What the task asks: Line tally for "concrete": state how many lines of the entries include it, with no other text.

Exercise data section start

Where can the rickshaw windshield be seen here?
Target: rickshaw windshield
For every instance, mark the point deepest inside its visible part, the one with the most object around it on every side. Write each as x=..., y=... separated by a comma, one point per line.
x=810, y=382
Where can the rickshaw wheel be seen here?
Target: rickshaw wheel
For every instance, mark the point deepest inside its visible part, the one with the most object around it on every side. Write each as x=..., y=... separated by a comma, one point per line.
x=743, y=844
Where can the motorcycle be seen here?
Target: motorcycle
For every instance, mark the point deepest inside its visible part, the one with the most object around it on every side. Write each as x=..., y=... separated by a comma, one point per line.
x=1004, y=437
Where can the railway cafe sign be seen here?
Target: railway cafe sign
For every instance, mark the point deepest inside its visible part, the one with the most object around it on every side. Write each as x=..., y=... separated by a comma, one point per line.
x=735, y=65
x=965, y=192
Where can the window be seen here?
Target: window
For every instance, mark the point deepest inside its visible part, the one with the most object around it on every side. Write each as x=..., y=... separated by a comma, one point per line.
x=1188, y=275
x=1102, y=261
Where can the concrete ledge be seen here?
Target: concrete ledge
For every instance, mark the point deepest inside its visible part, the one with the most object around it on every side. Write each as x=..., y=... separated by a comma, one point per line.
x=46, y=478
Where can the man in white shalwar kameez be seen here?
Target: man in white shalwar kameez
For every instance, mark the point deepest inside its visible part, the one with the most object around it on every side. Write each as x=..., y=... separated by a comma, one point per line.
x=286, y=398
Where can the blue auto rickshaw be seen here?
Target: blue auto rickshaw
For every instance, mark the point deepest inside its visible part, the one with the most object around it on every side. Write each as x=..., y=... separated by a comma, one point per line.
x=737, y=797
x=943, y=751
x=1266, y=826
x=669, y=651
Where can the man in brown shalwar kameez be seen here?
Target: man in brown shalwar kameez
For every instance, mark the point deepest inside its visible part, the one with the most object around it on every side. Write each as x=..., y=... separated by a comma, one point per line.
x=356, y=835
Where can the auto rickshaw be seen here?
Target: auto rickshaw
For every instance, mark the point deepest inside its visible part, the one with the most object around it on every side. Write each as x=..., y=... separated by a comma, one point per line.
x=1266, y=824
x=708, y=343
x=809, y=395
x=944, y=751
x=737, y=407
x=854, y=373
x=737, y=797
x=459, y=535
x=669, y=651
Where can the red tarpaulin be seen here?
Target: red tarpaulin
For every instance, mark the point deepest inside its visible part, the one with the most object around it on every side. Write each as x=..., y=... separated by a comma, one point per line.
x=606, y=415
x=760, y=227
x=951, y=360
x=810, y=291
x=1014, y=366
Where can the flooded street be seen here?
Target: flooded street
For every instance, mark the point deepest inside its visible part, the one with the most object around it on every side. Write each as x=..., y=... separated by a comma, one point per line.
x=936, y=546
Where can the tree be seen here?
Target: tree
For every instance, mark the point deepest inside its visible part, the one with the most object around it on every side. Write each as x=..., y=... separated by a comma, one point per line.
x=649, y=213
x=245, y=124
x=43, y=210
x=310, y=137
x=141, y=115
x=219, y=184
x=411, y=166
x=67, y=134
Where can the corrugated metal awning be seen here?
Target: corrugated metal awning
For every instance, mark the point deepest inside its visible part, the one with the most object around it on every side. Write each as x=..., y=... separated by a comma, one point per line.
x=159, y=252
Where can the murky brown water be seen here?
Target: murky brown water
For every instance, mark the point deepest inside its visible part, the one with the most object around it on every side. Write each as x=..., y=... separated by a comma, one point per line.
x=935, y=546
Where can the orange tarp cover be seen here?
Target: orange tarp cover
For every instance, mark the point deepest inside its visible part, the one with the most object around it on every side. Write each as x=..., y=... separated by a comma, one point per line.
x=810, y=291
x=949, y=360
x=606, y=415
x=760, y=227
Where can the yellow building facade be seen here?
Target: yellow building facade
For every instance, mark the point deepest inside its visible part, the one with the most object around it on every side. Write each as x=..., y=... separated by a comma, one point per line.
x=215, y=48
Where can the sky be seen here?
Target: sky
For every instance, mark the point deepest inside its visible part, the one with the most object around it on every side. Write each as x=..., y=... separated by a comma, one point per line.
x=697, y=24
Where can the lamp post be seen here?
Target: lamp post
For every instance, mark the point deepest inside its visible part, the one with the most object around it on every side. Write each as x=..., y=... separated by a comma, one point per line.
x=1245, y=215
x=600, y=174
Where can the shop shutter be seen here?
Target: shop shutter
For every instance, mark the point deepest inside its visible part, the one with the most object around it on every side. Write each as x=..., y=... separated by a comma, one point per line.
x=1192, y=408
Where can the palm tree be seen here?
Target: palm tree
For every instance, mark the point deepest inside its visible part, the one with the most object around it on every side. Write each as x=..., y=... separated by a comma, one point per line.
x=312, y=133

Exercise data section end

Written answer: 2